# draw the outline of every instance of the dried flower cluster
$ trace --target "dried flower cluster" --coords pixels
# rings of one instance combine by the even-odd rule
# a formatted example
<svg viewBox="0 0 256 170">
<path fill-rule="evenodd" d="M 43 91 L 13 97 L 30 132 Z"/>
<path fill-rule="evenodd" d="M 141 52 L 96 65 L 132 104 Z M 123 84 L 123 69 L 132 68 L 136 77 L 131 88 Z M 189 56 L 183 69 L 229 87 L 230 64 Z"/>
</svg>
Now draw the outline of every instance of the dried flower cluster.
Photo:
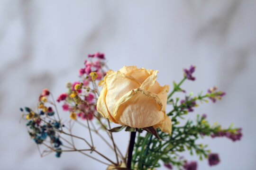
::::::::
Copy every row above exactly, character for character, but leave the picture out of your copy.

# draw the outline of every instance of the dried flower cluster
$ trace --target "dried flower cluster" --coords pixels
# rings of one instance combine by the even-odd rule
# a formatted example
<svg viewBox="0 0 256 170">
<path fill-rule="evenodd" d="M 43 91 L 13 97 L 30 132 Z"/>
<path fill-rule="evenodd" d="M 141 52 L 96 65 L 132 104 Z M 123 84 L 123 69 L 132 68 L 136 77 L 131 88 Z M 189 56 L 183 69 L 229 87 L 230 64 Z"/>
</svg>
Now draw the outline of every instance of the dried flower cluster.
Photo:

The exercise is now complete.